When patients have conditions that are difficult to diagnose or treat, an optometrist might want to send them to an ophthalmology referral center or to another optometrist at a different clinic. However, the fear of not receiving the patient back may keep the optometrist from making the referral. This becomes a lose-lose for all parties, most importantly the patient. So when is referring to another OD a good idea?

Refer patients when you need:

  1. A second opinion – this seems counter-intuitive because we all view ourselves on equal diagnostic fields. In reality, we are not. If you are in your first years of practice, don’t be worried that you don’t know everything–you never will. Many of your referrals in the first couple of years will most likely be due to lack of experience rather than a true pathological active problem. Finding an OD that you can trust to refer these unknowns to will not only be best for patient care, but will guide the perception in ophthalmology that optometry should be THE primary eye care providers.
  2. Access to technology – many optometry clinics do not have the tools to manage medical eye care. The optometrist does not lack the competency but only the equipment to properly manage medical eye conditions. There are optometry practices in your area that have all the equipment. Be proactive and see what optometrist would be open to allowing you to send patients for testing only. The facility would bill a per click fee to you and you would bill insurance.
§
LIST OF TASKS:
1. How would you put this sentence from the piece on optometry referrals into Spanish: "The optometrist does not lack the competency but only the equipment to properly manage medical eye conditions."?
2. Can you go on with the article on referring patients to other optometrists, picking up after its last sentence?

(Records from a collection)
§
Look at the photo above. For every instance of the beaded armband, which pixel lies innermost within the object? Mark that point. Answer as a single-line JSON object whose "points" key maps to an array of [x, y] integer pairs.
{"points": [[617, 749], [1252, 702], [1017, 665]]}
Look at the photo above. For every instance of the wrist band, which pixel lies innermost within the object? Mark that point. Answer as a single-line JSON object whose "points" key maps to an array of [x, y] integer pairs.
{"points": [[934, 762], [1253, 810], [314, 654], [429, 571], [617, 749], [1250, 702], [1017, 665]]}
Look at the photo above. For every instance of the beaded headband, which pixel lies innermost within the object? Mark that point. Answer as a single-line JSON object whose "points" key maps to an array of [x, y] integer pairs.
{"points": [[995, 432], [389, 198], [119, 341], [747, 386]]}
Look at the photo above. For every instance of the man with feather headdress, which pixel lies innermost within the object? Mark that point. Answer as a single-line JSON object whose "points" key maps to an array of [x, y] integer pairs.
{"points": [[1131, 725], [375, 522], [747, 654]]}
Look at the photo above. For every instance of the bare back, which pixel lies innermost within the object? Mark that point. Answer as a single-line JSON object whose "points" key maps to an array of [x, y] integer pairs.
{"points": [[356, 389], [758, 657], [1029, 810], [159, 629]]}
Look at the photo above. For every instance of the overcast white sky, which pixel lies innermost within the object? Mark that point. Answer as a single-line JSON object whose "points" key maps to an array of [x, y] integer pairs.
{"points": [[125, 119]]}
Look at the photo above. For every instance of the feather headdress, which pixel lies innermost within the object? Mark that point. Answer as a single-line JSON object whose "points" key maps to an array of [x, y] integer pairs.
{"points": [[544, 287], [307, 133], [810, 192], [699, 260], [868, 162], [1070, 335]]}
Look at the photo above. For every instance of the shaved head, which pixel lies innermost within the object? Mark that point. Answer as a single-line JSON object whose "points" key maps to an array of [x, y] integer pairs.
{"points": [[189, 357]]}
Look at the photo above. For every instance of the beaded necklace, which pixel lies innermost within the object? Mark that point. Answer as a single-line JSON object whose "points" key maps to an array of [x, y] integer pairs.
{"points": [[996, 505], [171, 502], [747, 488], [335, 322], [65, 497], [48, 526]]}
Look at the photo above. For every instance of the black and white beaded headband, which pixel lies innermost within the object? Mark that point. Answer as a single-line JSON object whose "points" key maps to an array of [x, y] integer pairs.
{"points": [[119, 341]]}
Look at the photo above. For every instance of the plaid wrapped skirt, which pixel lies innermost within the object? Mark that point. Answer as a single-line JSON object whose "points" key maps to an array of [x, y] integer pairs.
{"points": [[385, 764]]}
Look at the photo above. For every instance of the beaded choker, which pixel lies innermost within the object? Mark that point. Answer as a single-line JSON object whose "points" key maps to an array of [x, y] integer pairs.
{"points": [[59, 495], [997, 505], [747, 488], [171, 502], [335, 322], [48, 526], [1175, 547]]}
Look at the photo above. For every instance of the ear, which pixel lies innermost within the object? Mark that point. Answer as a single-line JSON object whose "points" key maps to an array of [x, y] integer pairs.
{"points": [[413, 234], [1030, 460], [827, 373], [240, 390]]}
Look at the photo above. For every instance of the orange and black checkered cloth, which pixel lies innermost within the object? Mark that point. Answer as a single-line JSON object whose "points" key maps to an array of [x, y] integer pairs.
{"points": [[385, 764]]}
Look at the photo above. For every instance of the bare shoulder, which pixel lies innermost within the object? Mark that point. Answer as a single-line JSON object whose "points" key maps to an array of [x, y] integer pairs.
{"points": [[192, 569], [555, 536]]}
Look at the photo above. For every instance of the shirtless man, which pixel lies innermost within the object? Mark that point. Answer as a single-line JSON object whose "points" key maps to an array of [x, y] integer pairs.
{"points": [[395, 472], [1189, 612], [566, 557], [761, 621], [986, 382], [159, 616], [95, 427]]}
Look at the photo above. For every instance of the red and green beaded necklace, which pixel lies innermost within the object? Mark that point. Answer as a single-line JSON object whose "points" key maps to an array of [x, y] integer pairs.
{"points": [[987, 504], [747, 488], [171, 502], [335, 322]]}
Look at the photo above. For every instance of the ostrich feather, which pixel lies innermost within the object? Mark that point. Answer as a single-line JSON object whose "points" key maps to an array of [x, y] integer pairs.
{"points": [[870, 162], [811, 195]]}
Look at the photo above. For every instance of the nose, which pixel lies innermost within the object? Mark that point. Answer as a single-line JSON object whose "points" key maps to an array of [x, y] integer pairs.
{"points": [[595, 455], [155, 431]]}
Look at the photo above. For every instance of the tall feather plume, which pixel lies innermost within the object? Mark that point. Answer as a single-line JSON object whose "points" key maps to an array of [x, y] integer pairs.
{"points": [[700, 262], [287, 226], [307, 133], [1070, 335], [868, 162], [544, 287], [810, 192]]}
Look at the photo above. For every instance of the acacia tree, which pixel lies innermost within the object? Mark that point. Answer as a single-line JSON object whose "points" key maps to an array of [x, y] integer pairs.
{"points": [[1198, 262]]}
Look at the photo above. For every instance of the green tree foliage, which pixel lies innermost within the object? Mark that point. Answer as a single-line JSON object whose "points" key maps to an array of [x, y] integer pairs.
§
ANSWERS BY ITEM:
1. Al optometrista no le falta la competencia, sino solo el equipo para manejar adecuadamente las afecciones oculares médicas.

2.
  3. Specialty contact lens fits – you may be guilty of telling patients “there are no other options” when there are many contact lenses that may work in the specialty lens area like scleral contact lenses. The most successful eye doctors give patients all the options even when an option results in referring the patient to another OD.

Controlling parents ultimately lose the relationship with their children that they are trying so hard to control. The same can happen with the doctor-patient relationship. However, if you are always doing what is best for the patient you will win in the end. Optometrists who regularly refer to other optometrists end up winning the trust and loyalty of their patients in the end and most ODs who receive a referral from an OD are more likely to refer their own patients to another OD.